[Given exercise]
Quote the data below word for word, from the line containing "Pick out every instance of the whale sculpture" through the last line, both included. Leave the pictures out of your answer.

[Data to process]
•••••
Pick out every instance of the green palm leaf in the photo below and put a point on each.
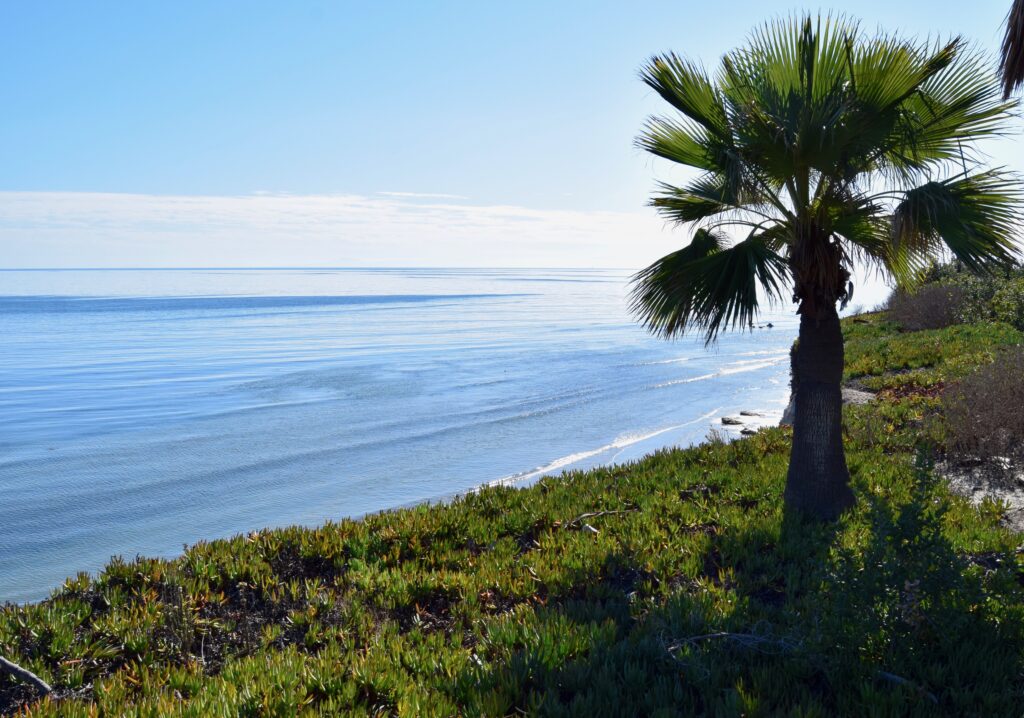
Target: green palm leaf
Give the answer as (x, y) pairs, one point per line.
(708, 286)
(976, 217)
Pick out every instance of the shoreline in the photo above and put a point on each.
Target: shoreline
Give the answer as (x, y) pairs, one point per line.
(749, 419)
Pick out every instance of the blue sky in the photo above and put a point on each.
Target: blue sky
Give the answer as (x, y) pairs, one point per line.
(193, 133)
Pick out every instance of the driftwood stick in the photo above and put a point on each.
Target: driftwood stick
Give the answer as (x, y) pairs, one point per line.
(25, 675)
(596, 514)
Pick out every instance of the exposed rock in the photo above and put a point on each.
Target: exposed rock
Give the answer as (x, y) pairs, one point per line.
(978, 482)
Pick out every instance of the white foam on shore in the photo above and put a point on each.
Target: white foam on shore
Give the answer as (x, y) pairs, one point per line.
(621, 442)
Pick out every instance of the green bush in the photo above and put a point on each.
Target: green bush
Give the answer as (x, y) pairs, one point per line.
(1008, 302)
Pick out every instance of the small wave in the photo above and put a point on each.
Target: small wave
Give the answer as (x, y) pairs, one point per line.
(735, 368)
(680, 360)
(764, 352)
(621, 442)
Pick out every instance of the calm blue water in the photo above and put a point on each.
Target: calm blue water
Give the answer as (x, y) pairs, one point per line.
(142, 410)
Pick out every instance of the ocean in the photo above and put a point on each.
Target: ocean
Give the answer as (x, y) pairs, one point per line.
(144, 410)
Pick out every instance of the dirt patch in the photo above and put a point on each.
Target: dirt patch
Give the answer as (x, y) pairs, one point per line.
(978, 482)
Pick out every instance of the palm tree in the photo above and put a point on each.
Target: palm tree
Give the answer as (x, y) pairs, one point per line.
(1012, 60)
(817, 148)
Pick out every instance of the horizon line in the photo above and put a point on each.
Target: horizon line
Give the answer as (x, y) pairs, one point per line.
(339, 267)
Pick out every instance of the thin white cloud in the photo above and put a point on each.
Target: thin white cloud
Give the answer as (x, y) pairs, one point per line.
(423, 195)
(118, 229)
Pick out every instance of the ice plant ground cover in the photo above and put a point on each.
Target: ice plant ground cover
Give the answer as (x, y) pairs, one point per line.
(674, 585)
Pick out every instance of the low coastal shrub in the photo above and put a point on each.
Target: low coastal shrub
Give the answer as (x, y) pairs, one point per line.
(675, 585)
(1008, 302)
(931, 306)
(984, 412)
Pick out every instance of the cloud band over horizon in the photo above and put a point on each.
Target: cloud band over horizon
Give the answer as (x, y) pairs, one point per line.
(62, 229)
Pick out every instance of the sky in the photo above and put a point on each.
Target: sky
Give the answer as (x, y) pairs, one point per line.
(359, 133)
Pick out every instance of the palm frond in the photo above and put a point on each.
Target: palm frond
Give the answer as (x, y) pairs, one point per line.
(1012, 55)
(686, 87)
(707, 286)
(975, 216)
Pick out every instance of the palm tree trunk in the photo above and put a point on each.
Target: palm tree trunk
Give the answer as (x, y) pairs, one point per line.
(818, 482)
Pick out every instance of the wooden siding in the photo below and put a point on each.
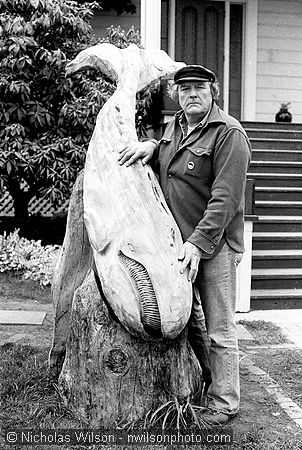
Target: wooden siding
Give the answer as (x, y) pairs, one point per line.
(279, 58)
(104, 19)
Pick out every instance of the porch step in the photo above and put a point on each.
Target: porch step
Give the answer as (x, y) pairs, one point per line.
(276, 154)
(277, 240)
(287, 167)
(286, 144)
(278, 207)
(275, 179)
(279, 193)
(278, 223)
(281, 258)
(277, 278)
(276, 298)
(277, 126)
(276, 168)
(270, 133)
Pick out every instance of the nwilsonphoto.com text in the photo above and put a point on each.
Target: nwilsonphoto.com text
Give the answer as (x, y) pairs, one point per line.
(118, 437)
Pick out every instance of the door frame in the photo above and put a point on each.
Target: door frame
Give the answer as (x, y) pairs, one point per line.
(150, 32)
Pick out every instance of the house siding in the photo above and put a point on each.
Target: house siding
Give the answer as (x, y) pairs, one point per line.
(279, 58)
(104, 19)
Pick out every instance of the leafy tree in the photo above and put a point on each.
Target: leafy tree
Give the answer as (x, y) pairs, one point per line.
(120, 6)
(40, 151)
(46, 119)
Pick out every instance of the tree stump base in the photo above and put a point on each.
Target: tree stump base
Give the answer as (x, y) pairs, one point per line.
(110, 377)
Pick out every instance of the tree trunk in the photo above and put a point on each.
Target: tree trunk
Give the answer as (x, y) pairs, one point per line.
(121, 301)
(74, 263)
(110, 377)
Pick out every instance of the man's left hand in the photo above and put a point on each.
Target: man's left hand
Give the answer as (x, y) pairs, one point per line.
(190, 256)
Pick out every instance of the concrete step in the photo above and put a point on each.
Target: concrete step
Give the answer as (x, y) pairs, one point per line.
(278, 207)
(284, 144)
(278, 193)
(280, 258)
(278, 223)
(277, 278)
(259, 154)
(270, 133)
(277, 240)
(275, 179)
(279, 126)
(287, 167)
(276, 298)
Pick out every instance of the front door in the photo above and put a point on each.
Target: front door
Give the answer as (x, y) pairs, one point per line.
(199, 35)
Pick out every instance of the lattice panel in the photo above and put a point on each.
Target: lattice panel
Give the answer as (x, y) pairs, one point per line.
(36, 206)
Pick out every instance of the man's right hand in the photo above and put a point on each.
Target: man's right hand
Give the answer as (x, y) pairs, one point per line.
(138, 150)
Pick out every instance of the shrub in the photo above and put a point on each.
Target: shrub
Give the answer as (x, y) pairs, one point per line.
(28, 257)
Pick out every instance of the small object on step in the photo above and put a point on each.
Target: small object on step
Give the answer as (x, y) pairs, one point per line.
(283, 115)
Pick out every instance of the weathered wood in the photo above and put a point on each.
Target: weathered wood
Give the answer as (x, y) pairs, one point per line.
(134, 237)
(111, 377)
(73, 265)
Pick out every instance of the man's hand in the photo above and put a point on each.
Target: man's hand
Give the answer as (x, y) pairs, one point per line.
(190, 256)
(138, 150)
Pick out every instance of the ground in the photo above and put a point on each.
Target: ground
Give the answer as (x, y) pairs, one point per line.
(261, 423)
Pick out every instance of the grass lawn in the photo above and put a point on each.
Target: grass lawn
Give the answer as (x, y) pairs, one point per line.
(29, 399)
(17, 288)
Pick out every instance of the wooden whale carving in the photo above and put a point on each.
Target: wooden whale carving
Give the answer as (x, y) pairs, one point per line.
(134, 238)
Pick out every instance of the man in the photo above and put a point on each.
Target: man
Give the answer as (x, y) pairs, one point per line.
(202, 161)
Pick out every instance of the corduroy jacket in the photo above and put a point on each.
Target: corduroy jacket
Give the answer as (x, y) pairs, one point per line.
(203, 179)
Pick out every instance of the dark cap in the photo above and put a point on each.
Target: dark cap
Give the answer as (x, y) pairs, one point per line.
(194, 73)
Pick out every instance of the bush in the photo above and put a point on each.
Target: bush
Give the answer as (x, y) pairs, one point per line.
(28, 257)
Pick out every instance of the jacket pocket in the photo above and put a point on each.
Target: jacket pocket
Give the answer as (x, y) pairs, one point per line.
(198, 161)
(200, 151)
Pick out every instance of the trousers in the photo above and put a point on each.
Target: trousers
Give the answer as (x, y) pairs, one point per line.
(215, 310)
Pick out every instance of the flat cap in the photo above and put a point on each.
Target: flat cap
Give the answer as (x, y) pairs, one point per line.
(194, 73)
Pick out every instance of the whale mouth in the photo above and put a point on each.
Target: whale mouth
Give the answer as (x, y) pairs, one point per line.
(150, 314)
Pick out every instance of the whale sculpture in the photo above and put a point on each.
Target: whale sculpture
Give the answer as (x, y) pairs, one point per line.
(134, 239)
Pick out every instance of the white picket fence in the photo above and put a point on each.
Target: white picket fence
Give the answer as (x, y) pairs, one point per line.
(36, 206)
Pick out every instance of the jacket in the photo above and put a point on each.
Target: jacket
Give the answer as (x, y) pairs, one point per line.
(203, 178)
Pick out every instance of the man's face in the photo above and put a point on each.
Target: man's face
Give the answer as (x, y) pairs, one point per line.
(195, 99)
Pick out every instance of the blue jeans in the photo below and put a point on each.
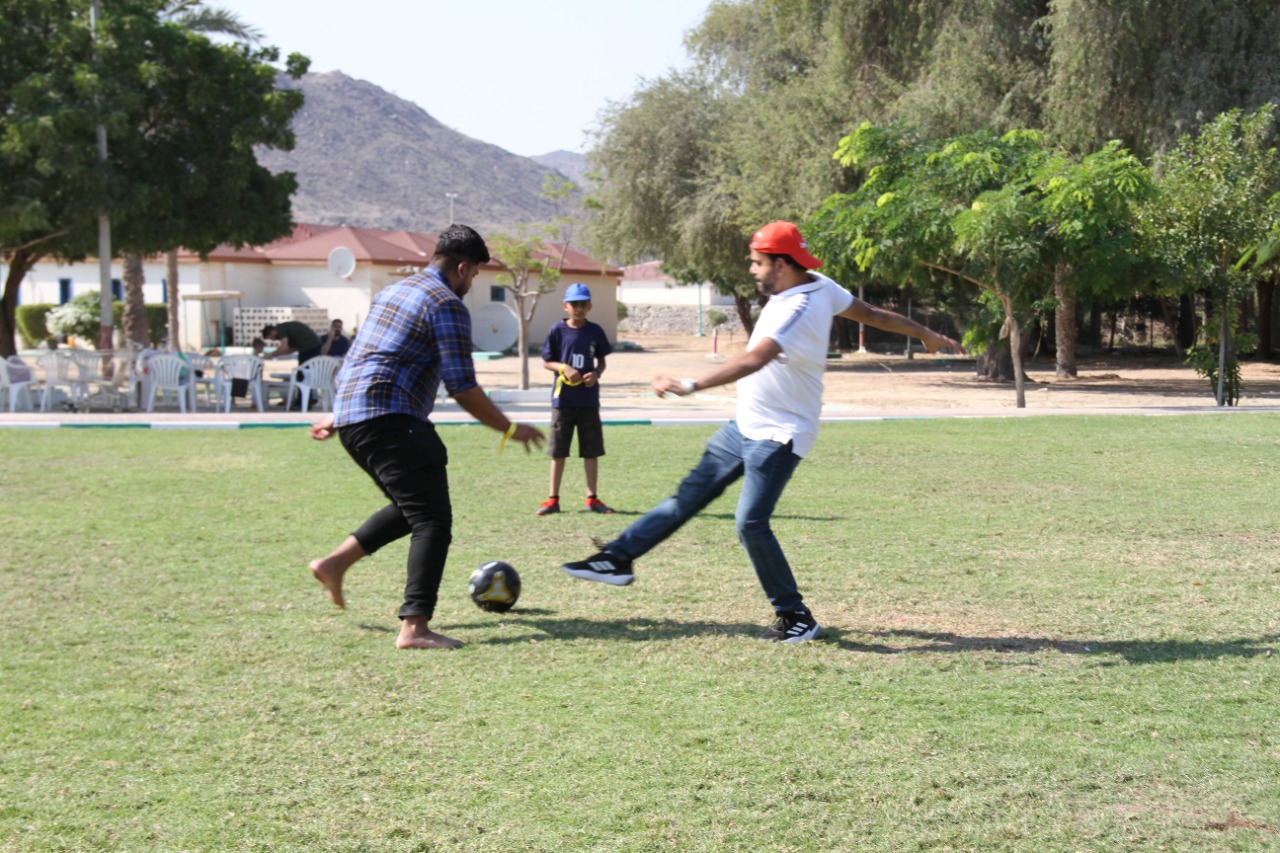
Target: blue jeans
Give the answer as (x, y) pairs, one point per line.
(766, 468)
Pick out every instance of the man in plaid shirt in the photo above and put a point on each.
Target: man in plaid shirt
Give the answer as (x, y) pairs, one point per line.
(417, 334)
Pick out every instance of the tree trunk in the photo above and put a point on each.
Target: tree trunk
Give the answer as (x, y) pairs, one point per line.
(1064, 324)
(172, 297)
(844, 329)
(1015, 352)
(522, 347)
(1224, 333)
(1185, 323)
(136, 331)
(1266, 290)
(743, 305)
(19, 264)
•••••
[Final answer]
Pick out every instance of the whale sculpture in the photo above and put a point on each.
Target: whale sculpture
Give the answer as (x, y) pairs, one point per line.
(134, 239)
Pick out every instance of the white picket fence in the photo above and put a point on each.
Target: white picket fence
Give the answer as (x, y) pairs, one point per line.
(36, 206)
Pick out every instance of the jacket in the photo above and put a point on each.
Target: jacket
Give the answer as (x, y) pairs, one point per line.
(203, 178)
Pick out every instance of the man's face in the photo above and put a point on each.
Target: man's face
Give the answer as (x, y) pairs, one point per line.
(195, 99)
Pick out every instance of the blue jeans in the photo below and put a point on each.
Target: blue jeans
Give the answer as (x, y) pairs, one point per line.
(766, 468)
Pick out every instance of the man in plaid shirt in the photo above and put a point on each.
Target: man in plaid shirt
Give the answer as (x, y) pairs, one point per line.
(417, 334)
Pick out every instance of the tree trunk in the photo above and put a point on each.
Target: tree trunk
Give the answer as (x, y) pairs, one point per line.
(1064, 324)
(172, 297)
(844, 329)
(1015, 352)
(522, 347)
(1224, 333)
(1185, 323)
(136, 331)
(1266, 290)
(743, 305)
(19, 264)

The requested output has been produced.